Passage given
Soul Searching
by Kitty Tyler
So do you really believe in soulmates? Is
there really ONE person out there meant for all of us or is that
just a nice way of saying, "It’s not you - it’s
fate." Who out there do we really consider "soulmates?"
Romeo and Juliet come close. To me, the world just seems so big
for there to be a single perfect person out there. It’s
like finding a needle in a haystack and sometimes, the haystack
seems infinite.
I think we are all guilty of stalking the "Single’s
Safeway" and hunt hopelessly among a crowd of Capitol Hill
suits wishing that one turns out to be the end to it all. It’s
not that being wild and single isn’t a good time, it’s
just the mystique of the "soulmate" that draws curious
hearts out on the weekends in search of that one person that will
complete the whole.
Society doesn’t help this pressure either. Every magazine
cover and book stand contains some version of the "How To"

(Saved entries)
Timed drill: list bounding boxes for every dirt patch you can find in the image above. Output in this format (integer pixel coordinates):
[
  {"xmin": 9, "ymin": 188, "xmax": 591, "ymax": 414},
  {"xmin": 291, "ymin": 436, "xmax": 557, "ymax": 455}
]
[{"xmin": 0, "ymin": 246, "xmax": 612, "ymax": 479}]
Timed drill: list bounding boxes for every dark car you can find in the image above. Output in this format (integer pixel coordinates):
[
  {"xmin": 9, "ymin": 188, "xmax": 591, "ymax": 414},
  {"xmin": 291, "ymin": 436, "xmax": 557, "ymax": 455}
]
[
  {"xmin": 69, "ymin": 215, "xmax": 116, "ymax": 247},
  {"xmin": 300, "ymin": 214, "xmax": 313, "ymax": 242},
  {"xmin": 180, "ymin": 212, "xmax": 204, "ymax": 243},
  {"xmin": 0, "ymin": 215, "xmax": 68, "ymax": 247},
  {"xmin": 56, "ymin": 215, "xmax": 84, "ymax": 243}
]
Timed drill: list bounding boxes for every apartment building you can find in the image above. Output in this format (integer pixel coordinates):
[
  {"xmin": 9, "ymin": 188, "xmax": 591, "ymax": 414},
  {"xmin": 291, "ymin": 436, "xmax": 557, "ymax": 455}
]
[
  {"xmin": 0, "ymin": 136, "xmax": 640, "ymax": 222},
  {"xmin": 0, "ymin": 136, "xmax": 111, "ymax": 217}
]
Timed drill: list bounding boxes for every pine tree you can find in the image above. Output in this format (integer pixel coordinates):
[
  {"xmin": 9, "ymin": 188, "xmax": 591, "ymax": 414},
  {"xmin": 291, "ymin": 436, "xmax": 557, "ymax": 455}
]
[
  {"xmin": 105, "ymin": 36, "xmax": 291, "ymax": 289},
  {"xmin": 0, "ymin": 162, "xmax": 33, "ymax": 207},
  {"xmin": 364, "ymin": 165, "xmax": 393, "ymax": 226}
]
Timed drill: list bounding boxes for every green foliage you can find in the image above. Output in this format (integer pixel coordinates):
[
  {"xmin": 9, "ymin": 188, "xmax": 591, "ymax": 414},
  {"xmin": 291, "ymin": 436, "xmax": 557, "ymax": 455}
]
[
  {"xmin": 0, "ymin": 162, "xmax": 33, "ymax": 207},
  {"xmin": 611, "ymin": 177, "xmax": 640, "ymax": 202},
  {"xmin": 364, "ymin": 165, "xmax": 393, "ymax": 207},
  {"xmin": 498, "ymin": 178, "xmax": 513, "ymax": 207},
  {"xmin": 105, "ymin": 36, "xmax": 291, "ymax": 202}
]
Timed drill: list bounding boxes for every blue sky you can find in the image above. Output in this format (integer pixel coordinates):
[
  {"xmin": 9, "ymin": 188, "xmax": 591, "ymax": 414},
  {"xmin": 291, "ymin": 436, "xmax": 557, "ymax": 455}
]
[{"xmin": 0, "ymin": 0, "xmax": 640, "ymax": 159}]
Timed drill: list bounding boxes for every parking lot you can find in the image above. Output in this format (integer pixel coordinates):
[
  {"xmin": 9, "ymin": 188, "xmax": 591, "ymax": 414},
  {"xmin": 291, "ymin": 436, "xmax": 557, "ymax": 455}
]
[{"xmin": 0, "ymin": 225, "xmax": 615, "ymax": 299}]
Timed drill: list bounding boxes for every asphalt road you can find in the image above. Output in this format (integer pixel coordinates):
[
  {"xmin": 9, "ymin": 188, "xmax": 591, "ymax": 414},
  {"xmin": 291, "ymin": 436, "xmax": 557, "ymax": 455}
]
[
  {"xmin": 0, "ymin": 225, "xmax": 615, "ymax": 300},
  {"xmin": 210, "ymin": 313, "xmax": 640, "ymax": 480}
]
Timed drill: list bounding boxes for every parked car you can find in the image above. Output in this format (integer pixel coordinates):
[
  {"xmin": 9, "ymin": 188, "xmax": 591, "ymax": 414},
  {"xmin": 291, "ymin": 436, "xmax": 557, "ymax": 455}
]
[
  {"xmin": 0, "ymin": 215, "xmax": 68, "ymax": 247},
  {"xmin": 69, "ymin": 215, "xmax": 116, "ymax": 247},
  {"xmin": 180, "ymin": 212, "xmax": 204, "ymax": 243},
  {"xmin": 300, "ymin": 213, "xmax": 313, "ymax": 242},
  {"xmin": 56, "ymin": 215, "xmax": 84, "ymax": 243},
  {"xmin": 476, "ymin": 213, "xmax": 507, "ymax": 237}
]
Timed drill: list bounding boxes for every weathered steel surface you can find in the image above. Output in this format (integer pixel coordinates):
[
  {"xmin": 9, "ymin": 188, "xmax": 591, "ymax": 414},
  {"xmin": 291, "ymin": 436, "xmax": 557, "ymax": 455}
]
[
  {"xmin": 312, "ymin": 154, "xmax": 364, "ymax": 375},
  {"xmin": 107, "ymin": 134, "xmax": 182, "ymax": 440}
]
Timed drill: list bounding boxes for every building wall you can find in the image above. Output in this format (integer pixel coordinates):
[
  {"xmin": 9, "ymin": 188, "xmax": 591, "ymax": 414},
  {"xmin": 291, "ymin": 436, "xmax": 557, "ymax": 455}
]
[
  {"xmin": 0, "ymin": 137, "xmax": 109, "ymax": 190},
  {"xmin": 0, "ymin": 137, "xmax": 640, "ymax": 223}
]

List of tasks
a: Answer these questions from the essay on soulmates:
(i) Which couple does the essay say comes close to being soulmates?
(ii) To what does the essay compare finding a single perfect person?
(iii) In the "Single's Safeway," among what crowd does the essay describe hunting hopelessly?
b: Write the next part of the essay on soulmates, picking up from where it stops.
The lines under Saved entries are not needed.

Task-by-task answers
a:
(i) Romeo and Juliet.
(ii) Finding a needle in a haystack.
(iii) A crowd of Capitol Hill suits.

b:
list of ways to "meet your match". Movies, television
and music all have serendipitous endings of lovers finding each
other complete with eternal, fulfilled happiness. It’s a
bittersweet feeling, watching, listening and reading these love
stories. On one hand, you are given hope that you could be next
- who’s to say you won’t stumble upon your true love
in Starbucks next week? On the other hand, it also leaves that
sour residue of how ordinary your own life seems. If everyone
else is finding the love of their life, then what are you doing
wrong? You go to all of the same places as those people, but nothing
extraordinary happens when you go to them.
So is it possible to find one person out there who will complete
your life? Or could it be that our ideas of the "soulmate"
aren’t entirely correct?
After a streak of bad relationships and a week-long marathon of
the Lifetime channel, a friend of mine came to a realization.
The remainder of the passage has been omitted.